━━━ Task data
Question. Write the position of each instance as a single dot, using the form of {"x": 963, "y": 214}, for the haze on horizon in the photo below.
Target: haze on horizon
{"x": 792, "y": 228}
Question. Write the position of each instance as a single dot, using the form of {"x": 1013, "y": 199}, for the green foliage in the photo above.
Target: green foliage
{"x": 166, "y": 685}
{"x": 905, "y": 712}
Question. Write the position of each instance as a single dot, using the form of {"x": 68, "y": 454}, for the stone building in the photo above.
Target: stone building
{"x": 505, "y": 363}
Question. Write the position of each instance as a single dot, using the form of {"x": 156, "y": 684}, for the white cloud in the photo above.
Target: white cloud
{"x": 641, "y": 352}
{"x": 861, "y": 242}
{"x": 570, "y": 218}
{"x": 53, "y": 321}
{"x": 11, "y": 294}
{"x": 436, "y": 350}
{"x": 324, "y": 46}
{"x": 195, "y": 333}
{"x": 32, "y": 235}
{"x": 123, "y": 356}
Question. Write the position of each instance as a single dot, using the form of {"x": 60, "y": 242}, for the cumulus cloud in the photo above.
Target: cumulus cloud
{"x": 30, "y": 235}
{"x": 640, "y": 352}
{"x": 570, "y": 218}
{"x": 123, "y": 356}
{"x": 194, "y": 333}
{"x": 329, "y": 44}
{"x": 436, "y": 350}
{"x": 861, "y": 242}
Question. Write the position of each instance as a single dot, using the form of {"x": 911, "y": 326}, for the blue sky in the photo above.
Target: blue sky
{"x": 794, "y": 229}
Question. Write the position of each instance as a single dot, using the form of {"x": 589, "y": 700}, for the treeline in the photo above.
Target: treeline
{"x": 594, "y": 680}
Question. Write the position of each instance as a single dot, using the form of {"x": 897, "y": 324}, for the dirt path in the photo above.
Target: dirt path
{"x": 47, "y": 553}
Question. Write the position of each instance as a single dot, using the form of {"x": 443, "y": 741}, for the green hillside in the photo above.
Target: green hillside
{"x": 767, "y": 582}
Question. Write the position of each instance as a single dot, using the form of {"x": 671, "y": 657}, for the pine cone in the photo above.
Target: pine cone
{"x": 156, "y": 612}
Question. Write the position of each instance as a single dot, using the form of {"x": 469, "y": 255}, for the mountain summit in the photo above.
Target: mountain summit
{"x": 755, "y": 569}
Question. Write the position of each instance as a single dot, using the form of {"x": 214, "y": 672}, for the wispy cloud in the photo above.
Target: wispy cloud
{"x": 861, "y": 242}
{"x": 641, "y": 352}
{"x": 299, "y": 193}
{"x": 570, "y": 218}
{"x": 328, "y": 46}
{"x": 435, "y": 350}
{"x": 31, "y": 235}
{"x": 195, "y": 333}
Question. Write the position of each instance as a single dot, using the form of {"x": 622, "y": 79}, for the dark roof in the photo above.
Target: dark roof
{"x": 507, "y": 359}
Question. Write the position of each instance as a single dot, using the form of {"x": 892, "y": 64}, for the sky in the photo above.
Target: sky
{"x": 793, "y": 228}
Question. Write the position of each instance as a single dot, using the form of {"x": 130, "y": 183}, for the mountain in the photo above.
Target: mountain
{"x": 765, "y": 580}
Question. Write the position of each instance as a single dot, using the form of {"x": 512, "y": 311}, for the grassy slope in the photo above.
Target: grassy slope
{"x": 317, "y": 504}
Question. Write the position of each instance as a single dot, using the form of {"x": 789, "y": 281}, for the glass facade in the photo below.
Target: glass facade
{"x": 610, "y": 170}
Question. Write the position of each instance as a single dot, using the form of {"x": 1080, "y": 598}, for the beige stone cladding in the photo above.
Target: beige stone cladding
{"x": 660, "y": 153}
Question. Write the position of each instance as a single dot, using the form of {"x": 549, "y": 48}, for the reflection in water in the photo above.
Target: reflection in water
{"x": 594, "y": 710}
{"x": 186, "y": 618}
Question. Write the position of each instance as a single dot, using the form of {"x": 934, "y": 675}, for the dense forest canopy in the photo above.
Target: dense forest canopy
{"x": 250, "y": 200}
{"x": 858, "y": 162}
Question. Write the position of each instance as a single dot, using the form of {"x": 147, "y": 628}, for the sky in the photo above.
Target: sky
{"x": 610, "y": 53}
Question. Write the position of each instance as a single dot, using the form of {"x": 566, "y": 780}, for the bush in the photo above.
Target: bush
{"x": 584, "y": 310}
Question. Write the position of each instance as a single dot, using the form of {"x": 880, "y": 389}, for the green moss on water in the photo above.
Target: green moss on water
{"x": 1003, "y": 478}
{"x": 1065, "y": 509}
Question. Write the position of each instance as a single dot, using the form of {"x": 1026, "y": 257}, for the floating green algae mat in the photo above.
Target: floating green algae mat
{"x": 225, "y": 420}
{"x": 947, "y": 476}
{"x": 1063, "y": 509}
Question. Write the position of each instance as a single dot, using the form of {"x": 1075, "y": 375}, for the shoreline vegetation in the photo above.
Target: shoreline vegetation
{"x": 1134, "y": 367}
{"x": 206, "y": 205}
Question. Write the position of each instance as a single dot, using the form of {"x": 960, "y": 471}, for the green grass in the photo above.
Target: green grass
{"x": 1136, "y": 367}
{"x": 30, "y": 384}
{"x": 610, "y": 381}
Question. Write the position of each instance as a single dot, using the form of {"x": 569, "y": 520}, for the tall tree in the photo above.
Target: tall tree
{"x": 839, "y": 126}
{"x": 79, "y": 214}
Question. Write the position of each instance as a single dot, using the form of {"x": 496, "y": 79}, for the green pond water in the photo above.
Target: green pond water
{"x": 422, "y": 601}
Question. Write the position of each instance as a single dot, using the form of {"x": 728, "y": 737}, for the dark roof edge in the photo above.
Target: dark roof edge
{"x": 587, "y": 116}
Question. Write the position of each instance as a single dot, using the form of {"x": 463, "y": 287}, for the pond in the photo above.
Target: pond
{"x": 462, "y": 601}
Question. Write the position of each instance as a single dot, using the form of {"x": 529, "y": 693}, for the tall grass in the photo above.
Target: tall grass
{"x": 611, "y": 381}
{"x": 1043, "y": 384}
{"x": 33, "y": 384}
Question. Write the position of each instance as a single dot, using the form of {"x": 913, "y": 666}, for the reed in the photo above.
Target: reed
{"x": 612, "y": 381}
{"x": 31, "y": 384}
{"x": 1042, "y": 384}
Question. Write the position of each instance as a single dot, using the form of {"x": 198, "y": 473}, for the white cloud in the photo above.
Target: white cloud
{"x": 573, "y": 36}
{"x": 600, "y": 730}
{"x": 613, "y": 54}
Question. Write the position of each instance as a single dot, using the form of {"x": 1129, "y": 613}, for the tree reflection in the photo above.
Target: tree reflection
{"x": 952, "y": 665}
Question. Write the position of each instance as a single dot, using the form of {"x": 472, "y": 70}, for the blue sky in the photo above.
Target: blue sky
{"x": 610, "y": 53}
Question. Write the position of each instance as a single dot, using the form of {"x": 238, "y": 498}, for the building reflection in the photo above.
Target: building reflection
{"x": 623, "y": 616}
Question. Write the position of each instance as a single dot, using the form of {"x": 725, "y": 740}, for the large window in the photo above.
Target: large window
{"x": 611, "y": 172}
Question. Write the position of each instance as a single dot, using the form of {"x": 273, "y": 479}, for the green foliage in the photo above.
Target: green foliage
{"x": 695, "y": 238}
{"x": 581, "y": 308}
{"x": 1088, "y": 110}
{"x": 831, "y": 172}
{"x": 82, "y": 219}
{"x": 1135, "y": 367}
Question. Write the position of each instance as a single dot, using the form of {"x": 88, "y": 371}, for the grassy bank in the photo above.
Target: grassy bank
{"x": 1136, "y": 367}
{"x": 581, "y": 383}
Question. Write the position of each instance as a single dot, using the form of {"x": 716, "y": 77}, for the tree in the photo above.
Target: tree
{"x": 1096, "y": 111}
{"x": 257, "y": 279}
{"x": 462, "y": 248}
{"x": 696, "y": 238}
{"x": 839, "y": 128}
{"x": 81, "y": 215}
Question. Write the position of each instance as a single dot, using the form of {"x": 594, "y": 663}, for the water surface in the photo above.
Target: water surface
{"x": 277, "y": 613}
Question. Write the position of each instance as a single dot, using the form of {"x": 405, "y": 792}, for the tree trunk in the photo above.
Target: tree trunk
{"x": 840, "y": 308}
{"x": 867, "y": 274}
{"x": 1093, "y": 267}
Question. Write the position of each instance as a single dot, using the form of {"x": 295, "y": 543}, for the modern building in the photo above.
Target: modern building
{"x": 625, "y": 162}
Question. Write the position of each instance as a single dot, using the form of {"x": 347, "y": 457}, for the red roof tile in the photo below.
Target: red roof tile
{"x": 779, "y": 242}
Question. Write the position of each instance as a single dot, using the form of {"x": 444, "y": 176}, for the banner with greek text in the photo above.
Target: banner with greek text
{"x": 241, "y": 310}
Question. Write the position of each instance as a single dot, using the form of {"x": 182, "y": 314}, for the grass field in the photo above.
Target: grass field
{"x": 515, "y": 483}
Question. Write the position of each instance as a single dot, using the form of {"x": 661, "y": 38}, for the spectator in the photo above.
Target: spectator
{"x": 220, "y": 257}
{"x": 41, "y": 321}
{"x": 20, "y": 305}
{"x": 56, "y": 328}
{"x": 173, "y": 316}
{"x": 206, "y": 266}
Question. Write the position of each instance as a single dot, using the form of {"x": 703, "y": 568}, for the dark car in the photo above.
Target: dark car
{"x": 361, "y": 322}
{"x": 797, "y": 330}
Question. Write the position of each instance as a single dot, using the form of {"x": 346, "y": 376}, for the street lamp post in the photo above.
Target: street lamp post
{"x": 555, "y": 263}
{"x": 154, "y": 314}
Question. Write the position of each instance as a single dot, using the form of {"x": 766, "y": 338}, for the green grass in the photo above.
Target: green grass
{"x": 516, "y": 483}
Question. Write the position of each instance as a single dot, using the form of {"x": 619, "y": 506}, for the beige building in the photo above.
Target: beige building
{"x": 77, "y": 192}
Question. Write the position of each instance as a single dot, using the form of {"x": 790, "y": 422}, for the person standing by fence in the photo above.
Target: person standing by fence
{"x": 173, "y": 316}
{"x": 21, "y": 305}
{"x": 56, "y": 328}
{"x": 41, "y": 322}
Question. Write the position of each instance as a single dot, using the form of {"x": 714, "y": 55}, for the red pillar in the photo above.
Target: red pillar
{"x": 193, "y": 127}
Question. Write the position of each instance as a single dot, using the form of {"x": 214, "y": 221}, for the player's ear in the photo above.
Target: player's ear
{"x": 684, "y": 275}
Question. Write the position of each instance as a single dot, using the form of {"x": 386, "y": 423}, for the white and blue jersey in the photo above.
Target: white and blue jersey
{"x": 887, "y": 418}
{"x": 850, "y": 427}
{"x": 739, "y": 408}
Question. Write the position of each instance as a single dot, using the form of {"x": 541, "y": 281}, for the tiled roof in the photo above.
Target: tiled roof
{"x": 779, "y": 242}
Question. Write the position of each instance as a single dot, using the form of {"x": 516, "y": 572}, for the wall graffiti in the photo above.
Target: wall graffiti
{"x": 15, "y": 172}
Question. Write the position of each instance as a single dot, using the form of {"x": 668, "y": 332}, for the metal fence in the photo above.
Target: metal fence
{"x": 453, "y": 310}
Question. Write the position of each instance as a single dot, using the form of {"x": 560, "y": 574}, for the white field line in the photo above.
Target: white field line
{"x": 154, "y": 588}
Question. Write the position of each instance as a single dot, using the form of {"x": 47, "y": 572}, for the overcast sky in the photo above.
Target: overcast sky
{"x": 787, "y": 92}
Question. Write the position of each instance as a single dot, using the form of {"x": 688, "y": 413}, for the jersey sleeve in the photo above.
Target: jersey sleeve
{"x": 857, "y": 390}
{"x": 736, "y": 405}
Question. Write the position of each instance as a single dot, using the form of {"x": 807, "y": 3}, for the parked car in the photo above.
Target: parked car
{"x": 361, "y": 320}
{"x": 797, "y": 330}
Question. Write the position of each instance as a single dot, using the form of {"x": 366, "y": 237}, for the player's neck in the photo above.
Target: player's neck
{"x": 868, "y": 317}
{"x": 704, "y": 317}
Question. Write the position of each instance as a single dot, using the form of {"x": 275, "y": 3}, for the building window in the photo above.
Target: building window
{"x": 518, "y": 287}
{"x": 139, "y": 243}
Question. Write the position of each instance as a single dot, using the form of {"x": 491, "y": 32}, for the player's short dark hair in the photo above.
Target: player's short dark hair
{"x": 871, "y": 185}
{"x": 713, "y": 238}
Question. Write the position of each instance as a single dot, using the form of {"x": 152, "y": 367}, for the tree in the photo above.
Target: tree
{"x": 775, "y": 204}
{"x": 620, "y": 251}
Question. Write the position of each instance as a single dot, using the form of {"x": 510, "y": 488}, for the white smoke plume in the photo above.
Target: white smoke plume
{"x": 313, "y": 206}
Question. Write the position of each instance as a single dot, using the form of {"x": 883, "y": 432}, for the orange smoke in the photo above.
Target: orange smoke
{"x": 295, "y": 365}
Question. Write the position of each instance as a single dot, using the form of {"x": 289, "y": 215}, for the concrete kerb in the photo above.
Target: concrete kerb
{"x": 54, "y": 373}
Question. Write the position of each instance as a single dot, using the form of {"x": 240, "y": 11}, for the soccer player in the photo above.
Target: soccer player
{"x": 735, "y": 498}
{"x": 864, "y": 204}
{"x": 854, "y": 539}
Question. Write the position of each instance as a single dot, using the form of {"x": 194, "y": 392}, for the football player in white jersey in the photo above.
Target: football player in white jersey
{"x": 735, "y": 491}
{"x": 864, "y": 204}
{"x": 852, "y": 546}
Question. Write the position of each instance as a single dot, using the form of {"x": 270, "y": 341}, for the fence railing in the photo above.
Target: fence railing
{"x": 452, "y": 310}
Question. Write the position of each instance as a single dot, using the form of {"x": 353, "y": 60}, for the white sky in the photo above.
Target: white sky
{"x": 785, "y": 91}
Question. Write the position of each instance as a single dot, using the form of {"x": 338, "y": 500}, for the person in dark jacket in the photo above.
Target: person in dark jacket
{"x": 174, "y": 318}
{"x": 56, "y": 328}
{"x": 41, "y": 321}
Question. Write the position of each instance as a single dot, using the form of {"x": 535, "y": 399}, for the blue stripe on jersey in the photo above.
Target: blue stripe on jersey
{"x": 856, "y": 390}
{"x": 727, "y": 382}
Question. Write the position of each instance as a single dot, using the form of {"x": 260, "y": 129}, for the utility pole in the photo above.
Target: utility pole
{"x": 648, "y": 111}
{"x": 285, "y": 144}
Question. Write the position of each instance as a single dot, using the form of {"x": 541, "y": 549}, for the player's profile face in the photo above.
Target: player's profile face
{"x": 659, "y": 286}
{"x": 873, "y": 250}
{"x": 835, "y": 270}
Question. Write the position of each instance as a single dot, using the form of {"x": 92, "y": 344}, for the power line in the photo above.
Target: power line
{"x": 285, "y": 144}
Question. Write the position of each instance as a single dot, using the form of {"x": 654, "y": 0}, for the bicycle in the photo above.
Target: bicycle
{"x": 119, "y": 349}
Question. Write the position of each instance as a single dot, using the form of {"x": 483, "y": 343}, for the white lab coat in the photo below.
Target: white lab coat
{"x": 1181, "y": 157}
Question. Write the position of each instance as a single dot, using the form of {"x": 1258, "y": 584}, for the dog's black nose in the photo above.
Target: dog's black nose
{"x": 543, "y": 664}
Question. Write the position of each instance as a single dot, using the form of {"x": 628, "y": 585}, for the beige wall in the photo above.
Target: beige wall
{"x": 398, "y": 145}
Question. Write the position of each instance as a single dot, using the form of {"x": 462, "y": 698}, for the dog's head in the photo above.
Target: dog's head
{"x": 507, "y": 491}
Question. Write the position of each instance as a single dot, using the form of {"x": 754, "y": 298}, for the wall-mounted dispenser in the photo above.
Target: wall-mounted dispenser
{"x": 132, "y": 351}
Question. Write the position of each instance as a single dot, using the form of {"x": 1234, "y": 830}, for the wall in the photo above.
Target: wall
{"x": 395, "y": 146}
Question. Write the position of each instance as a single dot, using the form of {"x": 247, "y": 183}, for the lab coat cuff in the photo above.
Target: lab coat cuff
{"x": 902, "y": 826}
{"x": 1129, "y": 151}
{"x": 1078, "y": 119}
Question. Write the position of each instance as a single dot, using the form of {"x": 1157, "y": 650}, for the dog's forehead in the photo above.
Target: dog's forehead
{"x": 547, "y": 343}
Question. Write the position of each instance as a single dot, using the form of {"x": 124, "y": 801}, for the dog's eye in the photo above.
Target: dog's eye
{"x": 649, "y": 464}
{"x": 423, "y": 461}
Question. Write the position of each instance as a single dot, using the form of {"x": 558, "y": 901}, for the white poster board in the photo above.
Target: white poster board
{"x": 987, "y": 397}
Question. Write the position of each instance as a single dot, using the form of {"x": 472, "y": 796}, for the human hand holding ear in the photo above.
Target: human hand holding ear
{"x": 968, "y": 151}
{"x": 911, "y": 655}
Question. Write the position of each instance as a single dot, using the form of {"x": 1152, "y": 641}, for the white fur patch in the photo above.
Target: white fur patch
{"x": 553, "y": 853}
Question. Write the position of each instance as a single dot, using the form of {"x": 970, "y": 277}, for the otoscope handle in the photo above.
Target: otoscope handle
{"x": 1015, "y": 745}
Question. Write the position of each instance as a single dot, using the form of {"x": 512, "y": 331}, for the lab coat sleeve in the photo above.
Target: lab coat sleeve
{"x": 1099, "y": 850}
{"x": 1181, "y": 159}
━━━━━━
» **Challenge**
Reproduce only the lines between the line containing "patch in the photo above." and the last line of the records, those two lines included, exactly.

» **Answer to the exercise**
Question. Write the position of each instance as a single dot, using the form of {"x": 1152, "y": 641}, for the white fur patch in the photo above.
Target: white fur patch
{"x": 553, "y": 853}
Question. Write the position of each instance as a single dot, using the form of {"x": 970, "y": 277}, for the otoscope handle in the photo above.
Target: otoscope handle
{"x": 1015, "y": 745}
Question. Write the position of each instance as a single dot, using the form of {"x": 512, "y": 331}, for the lab coat sleeve in the photo above.
Target: lab coat sleeve
{"x": 1099, "y": 850}
{"x": 1181, "y": 159}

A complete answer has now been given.